* [Natural language region descriptions]
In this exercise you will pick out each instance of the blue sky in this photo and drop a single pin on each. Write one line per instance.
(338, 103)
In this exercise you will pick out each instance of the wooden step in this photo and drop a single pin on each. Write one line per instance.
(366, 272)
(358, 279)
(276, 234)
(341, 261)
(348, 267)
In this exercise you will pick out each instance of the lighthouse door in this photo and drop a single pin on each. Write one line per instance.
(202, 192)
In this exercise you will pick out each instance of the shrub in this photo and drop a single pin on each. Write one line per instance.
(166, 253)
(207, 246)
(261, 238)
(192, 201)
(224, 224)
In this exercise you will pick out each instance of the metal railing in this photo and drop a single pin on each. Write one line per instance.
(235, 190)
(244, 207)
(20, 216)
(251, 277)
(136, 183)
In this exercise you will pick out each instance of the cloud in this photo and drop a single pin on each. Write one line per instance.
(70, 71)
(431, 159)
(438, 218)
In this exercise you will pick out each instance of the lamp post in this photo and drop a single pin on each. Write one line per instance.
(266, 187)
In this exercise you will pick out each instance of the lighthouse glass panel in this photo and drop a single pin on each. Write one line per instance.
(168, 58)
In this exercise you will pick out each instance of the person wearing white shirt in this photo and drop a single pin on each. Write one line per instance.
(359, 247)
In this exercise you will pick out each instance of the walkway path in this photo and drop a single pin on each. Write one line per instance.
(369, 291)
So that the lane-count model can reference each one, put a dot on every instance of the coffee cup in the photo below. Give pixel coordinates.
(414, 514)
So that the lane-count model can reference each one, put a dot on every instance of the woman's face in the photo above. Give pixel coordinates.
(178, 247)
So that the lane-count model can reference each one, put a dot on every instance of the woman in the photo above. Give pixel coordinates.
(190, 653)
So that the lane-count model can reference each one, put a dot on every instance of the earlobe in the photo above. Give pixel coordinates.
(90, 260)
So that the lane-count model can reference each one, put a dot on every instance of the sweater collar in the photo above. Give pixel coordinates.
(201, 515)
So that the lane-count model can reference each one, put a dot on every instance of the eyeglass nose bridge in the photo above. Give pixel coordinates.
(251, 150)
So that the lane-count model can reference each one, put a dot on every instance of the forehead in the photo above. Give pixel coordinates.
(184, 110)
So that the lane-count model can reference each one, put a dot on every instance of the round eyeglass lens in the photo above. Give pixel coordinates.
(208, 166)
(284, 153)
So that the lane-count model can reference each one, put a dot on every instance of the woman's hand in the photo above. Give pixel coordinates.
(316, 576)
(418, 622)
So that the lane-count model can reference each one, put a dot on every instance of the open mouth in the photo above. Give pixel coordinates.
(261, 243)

* [THE PROBLEM] The lines to output run from the one containing "below. Give pixel coordinates." through the last line of the records above; repeat them exactly and nothing more.

* [WRITTEN RESPONSE]
So that the lane-count model can reference each one, put a dot on every instance of the coffee cup in the photo below. Give pixel coordinates.
(414, 514)
So that the lane-count model can reference each one, put a dot on every instance of the woman's face in the photo above. Give pixel coordinates.
(178, 247)
So that the lane-count model can reference each one, put a dot on every instance of the woman in the photo above. Give pixel coordinates.
(190, 653)
So that the lane-count model can reference each one, put a dot on every instance of the earlobe in the photo above. Give pixel coordinates.
(90, 260)
So that the lane-count model can reference each one, put a dot on every instance of the sweater collar in the photo above. Give pixel coordinates.
(201, 515)
So that the lane-count model can reference each one, put a dot on every instance of the eyeglass nose bridge in the photo above. Give pixel coordinates.
(251, 150)
So that the lane-count model can reference each one, put a dot on every instance of the forehead in the photo above. Give pixel coordinates.
(184, 110)
So that the lane-count model can reference each one, put a dot on every instance of the round eyeglass lens in the photo above. Give pixel coordinates.
(208, 166)
(284, 153)
So that the lane-count model can reference each one, put a dot on every instance of the woman's hand in the photo above. Give pixel coordinates.
(316, 576)
(418, 622)
So that the lane-count model can reference each one, put a dot on every instance of the open mouth in the photo above. Give pixel coordinates.
(261, 243)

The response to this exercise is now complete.